**** DOCUMENT SEGMENT ****

Okay, deep breath… I need a refresher on parametrizing .bat files. I need to
write a Hello World
of parametrizing bash scripts and test it on the old
DOS-like CMD window and the newer Powershell terminal.
@echo off
echo Hello %1
Yep, confirmed. That’ll echo back whatever (unlabeled) parameter you feed it, and that’s fine. I’m not going to be feeding it that many… uh, Ubuntu version? No, no, no! Rabbit holes. One itch tonight. One anonymous parameter tonight. Forge on ahead! Have a Snowpark’s chance in hell of doing this work tomorrow.
I need a version that will set a default value if not received, which will work identically in either DOS-style CMD or Powershell…
@echo off
SET VAR=%1
IF "%VAR%"=="" SET VAR=3.11
SET VAR=%VAR: =%
echo %VAR%
Okay, that gives us a default value when invoked from either CMD or Powershell, and it sets a default value to 3.11 if nothing is provided.
But now we’re playing a game of baton. I have to hand this value now as an argument to the install.sh (Linux-side bash script) that’s being invoked from the Windows-side .bat file. So it’s the exact same deal. First we need to establish that we can read arguments at all with a sort of hello world:
#!/bin/bash
echo "$1"
Confirmed. Chances are the way I have it set up now, install.sh
will never
not have an argument, but we have to program defensively. So how do we
likewise set a default value in a bash script if an argument is not provided?
#!/bin/bash
VAR=${1:-3.11}
echo $VAR
Nice. The install.bat
and install.sh
should functionally be working exactly
the same now, except if an argument is provided on the command-line of the .bat
file, it should be passed along to the .sh file and be available to be used as
the requested Python version.
This is a classic rabbit hole, but given how easy it is to rebuild a whole
Linux instance under my drinkme
system, I should take advantage of that fact.
I can just be on Python 3.8 for awhile while I’m using Snowpark
and go back
lager. Eventually, they’re going to have to support newer Python versions, so
this is a temporary thing anyway.
Okay, think. Next step? Commit and push and do the test on a different laptop so journaling isn’t interrupted, given that it’s running on the very Linux VM I’ll be replacing. It’s worth pointing out non of the repos or data get wiped out symlinked in from Windows-side as they are.

****

WRITTEN INSTRUCTION 1: In the records, rewrite the lines from the one containing "In this picture, where can the exhaust" through the last line of the records, both included, replacing "Reply" with "Respond" and leaving everything else unchanged.

**** INPUT ROWS ****

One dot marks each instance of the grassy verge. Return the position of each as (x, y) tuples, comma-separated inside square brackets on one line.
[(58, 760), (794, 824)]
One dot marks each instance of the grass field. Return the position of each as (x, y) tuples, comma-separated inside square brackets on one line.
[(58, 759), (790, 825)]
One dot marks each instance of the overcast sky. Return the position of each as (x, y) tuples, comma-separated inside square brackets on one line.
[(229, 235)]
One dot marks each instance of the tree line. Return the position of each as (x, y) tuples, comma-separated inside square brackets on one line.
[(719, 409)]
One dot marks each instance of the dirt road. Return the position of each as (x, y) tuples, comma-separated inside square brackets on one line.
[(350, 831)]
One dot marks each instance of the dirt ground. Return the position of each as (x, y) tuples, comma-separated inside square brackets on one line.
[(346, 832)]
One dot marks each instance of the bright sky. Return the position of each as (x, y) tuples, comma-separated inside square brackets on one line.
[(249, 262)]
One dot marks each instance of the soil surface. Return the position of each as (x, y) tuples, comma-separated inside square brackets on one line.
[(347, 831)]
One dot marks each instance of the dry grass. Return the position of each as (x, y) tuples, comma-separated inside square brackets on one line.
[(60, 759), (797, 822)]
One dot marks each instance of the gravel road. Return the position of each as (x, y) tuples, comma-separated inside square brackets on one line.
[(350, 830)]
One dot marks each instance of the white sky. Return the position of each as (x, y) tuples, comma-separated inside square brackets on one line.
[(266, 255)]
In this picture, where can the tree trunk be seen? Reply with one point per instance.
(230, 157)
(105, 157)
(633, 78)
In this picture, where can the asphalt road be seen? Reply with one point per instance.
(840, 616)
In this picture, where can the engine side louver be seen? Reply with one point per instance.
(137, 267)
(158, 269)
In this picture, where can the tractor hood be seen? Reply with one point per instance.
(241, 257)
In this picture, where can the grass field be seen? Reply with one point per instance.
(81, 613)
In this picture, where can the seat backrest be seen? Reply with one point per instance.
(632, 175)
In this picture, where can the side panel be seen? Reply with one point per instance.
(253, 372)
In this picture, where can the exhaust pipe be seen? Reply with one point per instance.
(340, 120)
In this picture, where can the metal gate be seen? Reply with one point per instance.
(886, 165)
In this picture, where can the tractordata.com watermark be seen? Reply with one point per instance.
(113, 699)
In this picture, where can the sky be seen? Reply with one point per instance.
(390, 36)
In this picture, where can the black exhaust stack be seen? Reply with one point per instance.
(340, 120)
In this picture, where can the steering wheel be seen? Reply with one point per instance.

****

WRITTEN INSTRUCTION 2: In the text on parametrizing .bat files, what default value is set when no argument is provided?

FULL OUTPUT 1:
In this picture, where can the exhaust pipe be seen? Respond with one point per instance.
(340, 120)
In this picture, where can the metal gate be seen? Respond with one point per instance.
(886, 165)
In this picture, where can the tractordata.com watermark be seen? Respond with one point per instance.
(113, 699)
In this picture, where can the sky be seen? Respond with one point per instance.
(390, 36)
In this picture, where can the black exhaust stack be seen? Respond with one point per instance.
(340, 120)
In this picture, where can the steering wheel be seen? Respond with one point per instance.

FULL OUTPUT 2: 3.11